▶ TO BE DONE:
A. Summarize the folding ebike text in two sentences.
B. Please answer these questions from the folding ebike text, one per line:
(i) Up to what rider weight do the hinge and clamp allow safe riding?
(ii) Which two materials are named for the hinge?
(iii) Which two groups does the text say folding ebikes are ideal for when carried into buildings and on public transport?
C. Pick up the folding ebike text after its last sentence and continue it.

▶ DOCUMENT EXTRACT:

------------------------------------------------

Folding bicycles have been around for decades, and in the last few years this versatile frame style has been applied to electric bikes.
Folding ebikes are designed to fold into a compact form, facilitating transport and storage.
One myth that I want to dispel straightaway is that folding bikes are somehow structurally unsound or more flimsy compared to solid frame bikes. The fact is that hinge and clamp found on folding ebikes are heavy duty in construction, allowing for riders up to 300 lbs or more to ride safely.
When folded, the bikes can be carried into buildings and on public transport, making them idea for urban commuters and students.
Folding electric bikes are also popular for those in compact living quarters or aboard a car, boat or plane. Before checking out our recommendations for Which Folding Ebikes Are the Best? (New Guide) read this article to familiarize yourself with key folding ebike specifications.
But before you buy a folding eBike, make sure to evaluate its component parts, and know its specifications (aka Specs). In this article we will discuss the most important components and specs to understand.
Folding mechanisms vary from model to model, but typically include a heavy-duty hinge and locking clamp at the center of the frame. The hinge will be welded to the frame and built from the same material, usually chrome moly steel or 6061 aluminum alloy.

------------------------------------------------

▶ RECORD EXTRACTS:
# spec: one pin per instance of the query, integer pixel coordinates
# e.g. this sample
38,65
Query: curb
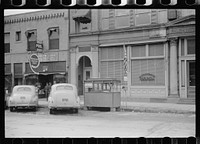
143,109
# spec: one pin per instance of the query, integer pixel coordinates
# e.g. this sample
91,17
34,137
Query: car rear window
24,89
64,87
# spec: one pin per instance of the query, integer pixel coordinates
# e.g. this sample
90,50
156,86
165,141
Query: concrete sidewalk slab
145,107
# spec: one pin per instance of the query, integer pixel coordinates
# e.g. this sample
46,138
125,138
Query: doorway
191,79
84,72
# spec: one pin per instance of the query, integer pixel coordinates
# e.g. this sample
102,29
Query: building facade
152,51
36,48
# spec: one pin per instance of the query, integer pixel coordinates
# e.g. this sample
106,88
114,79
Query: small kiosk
104,92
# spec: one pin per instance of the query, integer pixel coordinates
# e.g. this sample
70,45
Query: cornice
33,18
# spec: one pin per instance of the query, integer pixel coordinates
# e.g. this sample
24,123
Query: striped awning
82,16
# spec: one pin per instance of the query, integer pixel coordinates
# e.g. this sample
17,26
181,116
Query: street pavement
148,107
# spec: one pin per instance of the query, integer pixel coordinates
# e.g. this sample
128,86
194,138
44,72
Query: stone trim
34,18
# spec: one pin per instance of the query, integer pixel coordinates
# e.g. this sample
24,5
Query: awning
82,16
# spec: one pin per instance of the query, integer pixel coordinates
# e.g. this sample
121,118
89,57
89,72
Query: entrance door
191,79
87,73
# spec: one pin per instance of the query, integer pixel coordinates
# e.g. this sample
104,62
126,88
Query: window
18,36
190,46
122,18
143,17
105,19
147,64
85,27
53,38
7,43
32,39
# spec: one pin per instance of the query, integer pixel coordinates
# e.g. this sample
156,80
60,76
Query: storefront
47,72
18,75
182,33
8,78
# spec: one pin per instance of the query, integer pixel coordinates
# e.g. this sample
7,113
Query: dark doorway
84,72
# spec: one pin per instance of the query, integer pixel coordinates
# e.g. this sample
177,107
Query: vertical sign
125,63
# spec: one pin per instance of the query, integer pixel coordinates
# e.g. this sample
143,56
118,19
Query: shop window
143,17
182,74
105,19
32,39
53,38
156,50
7,43
122,18
138,51
18,36
84,27
190,46
147,64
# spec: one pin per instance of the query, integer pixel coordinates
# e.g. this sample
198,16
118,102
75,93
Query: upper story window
32,40
53,38
83,20
122,18
105,19
18,36
7,43
142,17
188,46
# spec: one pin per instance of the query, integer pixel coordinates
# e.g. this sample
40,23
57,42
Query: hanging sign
34,62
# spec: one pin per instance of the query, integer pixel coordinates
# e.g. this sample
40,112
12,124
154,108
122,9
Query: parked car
23,96
63,96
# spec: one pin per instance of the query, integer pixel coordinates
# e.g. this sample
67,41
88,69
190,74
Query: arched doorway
84,72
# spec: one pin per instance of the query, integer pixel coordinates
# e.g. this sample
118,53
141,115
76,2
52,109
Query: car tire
11,109
76,110
51,111
35,109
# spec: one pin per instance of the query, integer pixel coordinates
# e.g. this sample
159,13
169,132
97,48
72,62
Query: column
173,68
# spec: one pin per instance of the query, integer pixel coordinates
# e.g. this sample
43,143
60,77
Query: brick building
152,51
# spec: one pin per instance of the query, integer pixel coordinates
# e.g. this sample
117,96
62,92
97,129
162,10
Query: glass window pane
85,27
105,24
143,19
105,13
54,44
182,73
7,38
191,46
156,50
182,47
138,51
123,21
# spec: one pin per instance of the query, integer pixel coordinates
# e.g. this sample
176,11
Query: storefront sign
147,77
34,61
47,57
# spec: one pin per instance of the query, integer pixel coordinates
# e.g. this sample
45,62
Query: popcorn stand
100,93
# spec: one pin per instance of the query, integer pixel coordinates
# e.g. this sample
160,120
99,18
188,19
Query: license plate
65,100
22,98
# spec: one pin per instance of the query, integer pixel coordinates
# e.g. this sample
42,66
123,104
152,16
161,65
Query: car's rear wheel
75,110
51,111
11,109
35,109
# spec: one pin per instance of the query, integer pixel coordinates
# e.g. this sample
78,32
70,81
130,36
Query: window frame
138,13
49,39
122,16
7,43
34,31
18,36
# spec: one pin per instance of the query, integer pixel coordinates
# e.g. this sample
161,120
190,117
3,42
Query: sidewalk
144,107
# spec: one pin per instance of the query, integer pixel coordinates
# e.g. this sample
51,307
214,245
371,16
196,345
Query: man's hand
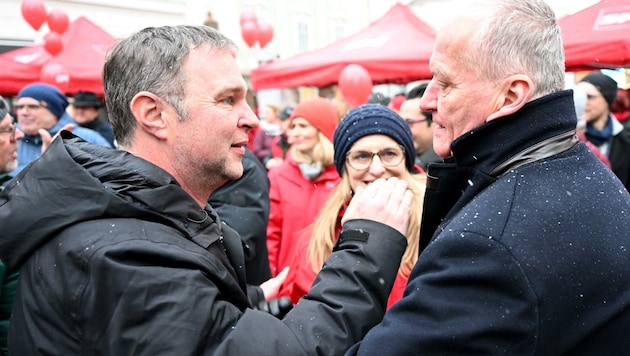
47,139
385,201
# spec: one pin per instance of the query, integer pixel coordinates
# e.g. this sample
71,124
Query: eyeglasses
412,122
28,106
10,131
389,157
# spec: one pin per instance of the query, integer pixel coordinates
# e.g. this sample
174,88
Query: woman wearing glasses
371,142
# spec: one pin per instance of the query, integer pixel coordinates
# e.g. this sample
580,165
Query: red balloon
248,15
34,12
58,21
355,84
52,43
265,33
55,74
249,31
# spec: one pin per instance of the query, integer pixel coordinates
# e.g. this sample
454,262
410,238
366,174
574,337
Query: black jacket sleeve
348,297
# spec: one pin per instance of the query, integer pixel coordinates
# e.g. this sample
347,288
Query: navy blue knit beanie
371,119
53,99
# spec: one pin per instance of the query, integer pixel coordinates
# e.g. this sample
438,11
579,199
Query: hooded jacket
117,259
530,259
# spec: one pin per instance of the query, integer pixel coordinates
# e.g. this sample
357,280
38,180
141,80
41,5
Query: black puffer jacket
118,260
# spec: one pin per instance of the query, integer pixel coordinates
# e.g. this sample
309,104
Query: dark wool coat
117,259
534,262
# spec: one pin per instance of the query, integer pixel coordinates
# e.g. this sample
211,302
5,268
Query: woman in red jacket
371,142
302,183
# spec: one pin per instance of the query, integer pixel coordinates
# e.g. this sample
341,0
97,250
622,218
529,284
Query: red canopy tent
598,36
394,49
82,55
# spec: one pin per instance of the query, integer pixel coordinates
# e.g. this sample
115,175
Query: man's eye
361,156
389,154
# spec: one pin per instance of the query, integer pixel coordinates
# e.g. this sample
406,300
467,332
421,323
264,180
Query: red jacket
301,275
294,204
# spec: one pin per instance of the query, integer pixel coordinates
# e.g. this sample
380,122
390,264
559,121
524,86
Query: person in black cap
281,143
87,107
41,106
602,128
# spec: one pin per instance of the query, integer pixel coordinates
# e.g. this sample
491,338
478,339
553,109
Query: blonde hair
323,230
323,152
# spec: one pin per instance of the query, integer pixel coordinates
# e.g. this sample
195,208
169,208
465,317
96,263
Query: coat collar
489,145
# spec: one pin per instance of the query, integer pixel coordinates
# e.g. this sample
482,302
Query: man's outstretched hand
385,201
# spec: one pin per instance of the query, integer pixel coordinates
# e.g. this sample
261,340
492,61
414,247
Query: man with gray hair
525,233
120,253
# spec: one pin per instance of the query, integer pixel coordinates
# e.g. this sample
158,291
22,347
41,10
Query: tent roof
83,55
598,36
393,49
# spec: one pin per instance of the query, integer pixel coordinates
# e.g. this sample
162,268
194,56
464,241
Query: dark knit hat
4,108
86,99
319,112
53,99
605,84
372,119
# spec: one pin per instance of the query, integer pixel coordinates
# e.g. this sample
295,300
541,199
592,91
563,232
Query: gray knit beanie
371,119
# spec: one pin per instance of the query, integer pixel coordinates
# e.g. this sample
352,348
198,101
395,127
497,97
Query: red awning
598,36
83,55
394,49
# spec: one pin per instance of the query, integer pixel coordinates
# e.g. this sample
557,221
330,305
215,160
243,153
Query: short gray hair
152,60
516,36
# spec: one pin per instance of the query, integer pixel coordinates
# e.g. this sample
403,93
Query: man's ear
517,91
149,111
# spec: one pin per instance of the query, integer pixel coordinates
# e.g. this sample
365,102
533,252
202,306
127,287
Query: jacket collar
491,144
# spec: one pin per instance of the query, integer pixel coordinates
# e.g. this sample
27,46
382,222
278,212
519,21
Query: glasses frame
388,165
12,130
30,107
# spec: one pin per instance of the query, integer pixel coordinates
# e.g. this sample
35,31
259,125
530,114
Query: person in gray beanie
371,142
602,128
42,106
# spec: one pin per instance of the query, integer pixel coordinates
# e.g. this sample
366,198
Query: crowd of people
477,213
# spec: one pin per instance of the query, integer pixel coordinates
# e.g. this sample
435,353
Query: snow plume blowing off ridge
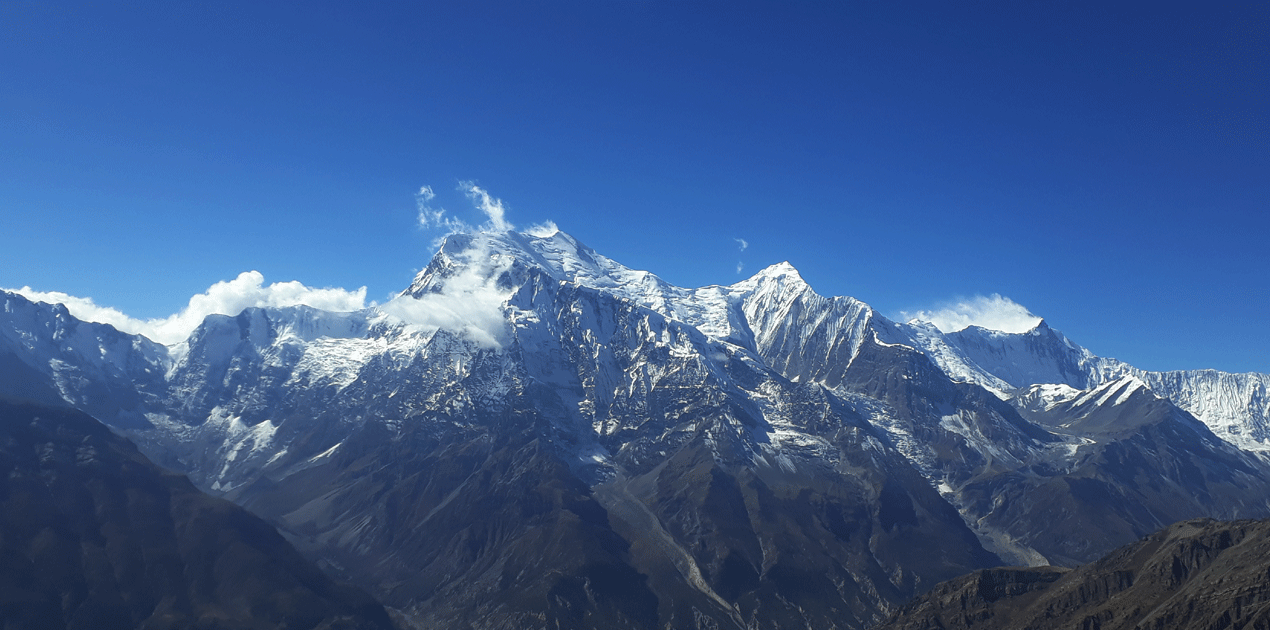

------------------------------------------------

▶ EXPECTED RESPONSES:
A. Folding ebikes fold into a compact form for easier transport and storage, and their heavy-duty hinges and clamps let riders of up to 300 lbs or more ride safely. Before buying one, buyers should evaluate its component parts and specifications, starting with the folding mechanism, which typically has a heavy-duty hinge and locking clamp at the center of the frame.

B.
(i) Up to 300 lbs or more.
(ii) Chrome moly steel or 6061 aluminum alloy.
(iii) Urban commuters and students.

C.
These folding ebike mechanisms are structurally sound, and can typically work with riders up to 300 pounds. You should check the specifications for each bike you review, to make sure you know the maximum weight limit.
The clamp on a folding ebike is usually made from high quality aluminum. When the clamp is locked in place, the frame will be rigid and will not exhibit any additional flex at the hinge point.
You should never ride a bike with a loose or weak clamp. If you feel like the clamp is not holding the frame together in a sturdy manner, with some wiggle or shimmying occurring while the mechanism is clamped, please check with your dealer.
Some models require the bike to be folded to access the battery, which is integrated into the folding bike frame. After every ride, the clamp should be wiped clean of any surface moisture or debris.
Sticking with the mechanical components of an electric bike, most ebikes come with a conventional drivetrain, which includes the chain, sprockets, derailleurs, cables and shifting triggers (a lever or button).
While most ebikes have traditional exterior gears, there are a few that internally geared hubs, which do not have a derailleur. There are also a few ebikes that feature a carbon belt drive instead of a chain, which may be paired with a IGH and allow for a grease-free transmission.
Why do bikes have gears in the first place? Well, gears are there to enable us to maintain a comfortable pedaling speed (or cadence) regardless of the gradient or terrain — something that no one single gear is capable of.
The gears on your folding ebike can be used with or without the electronics. You can ride an ebike like a conventional bike, just coasting and pedaling, and engaging the gears to suit your riding style.
When you do decide to engage the motor - by either pedal assist or with the throttle - you can continue to adjust the gears to give you the perfect amount of resistance or pressure you need to exert onto the pedals to keep moving forward.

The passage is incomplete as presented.